= Required task =
Reproduce the listing below verbatim.

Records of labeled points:
::::::

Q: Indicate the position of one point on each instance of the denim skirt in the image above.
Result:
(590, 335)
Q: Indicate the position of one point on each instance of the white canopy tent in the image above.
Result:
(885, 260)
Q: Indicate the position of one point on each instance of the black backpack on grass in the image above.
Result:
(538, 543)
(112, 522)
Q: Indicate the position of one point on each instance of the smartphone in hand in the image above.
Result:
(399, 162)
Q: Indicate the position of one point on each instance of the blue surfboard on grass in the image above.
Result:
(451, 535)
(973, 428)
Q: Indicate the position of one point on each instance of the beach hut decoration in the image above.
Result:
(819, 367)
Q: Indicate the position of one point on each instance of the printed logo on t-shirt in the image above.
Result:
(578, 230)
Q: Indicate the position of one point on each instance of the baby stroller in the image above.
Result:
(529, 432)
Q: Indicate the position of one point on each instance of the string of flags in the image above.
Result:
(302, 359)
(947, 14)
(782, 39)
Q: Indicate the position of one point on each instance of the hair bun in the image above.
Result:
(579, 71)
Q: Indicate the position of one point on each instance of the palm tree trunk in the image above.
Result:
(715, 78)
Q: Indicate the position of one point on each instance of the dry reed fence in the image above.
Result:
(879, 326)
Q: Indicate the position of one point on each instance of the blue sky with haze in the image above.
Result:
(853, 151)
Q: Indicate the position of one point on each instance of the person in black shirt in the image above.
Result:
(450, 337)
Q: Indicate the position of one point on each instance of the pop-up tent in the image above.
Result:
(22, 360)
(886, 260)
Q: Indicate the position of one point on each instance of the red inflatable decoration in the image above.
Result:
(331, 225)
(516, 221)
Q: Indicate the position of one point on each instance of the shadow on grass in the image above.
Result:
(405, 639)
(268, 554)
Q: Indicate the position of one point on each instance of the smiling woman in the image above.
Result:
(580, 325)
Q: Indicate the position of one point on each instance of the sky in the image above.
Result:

::::::

= Solution for this problem =
Q: Indicate the position of one point on each instance of the denim skirt in the image above.
Result:
(590, 335)
Q: Indicate the position of one point on each instance of the white canopy tent in the image above.
Result:
(885, 260)
Q: Indicate the position of one point on each instance of the black backpack on grass in the image above.
Result:
(538, 543)
(112, 522)
Q: Indicate the position of one point on each instance of the smartphone in hand in the image above.
Result:
(399, 162)
Q: Indicate the position of one point on each instance of the blue surfboard on grass in the image above.
Result:
(451, 535)
(973, 428)
Q: Indicate the position of one point on each instance of the beach hut decoration in the image above.
Result:
(819, 367)
Q: Indicate the position of one point on each instance of the printed logo on t-shirt in the image above.
Result:
(578, 230)
Q: Indicate the position of one point on each instance of the baby stroller in the image above.
Result:
(529, 432)
Q: Indicate the position of one point on each instance of the string of flags in the image above.
Result:
(302, 359)
(947, 14)
(782, 39)
Q: Indicate the position of one point on each instance of the hair bun in the image above.
Result:
(579, 71)
Q: Indicate the position of one point on each instance of the palm tree trunk in the image above.
Result:
(715, 78)
Q: Indicate the position of one point on each instance of the dry reed fence in the image above.
Result:
(879, 326)
Q: Indicate the position of one point on each instance of the blue sky with haze in the image above.
Result:
(853, 151)
Q: Indicate the position of one point on each instance of the person in black shirt in the image above.
Result:
(450, 337)
Q: Indicate the position of one point on each instance of the pop-up tent in the image above.
Result:
(22, 360)
(886, 260)
Q: Indicate the position of one point on each instance of the red inflatable decoration in the image above.
Result:
(331, 225)
(516, 221)
Q: Indicate the position of one point on each instance of the shadow on grass in the image above.
Result:
(405, 639)
(268, 554)
Q: Indicate the position of one point on each instance of the smiling woman in the image above.
Result:
(580, 325)
Q: Indicate the position of one point on each instance of the sky in the image above.
Result:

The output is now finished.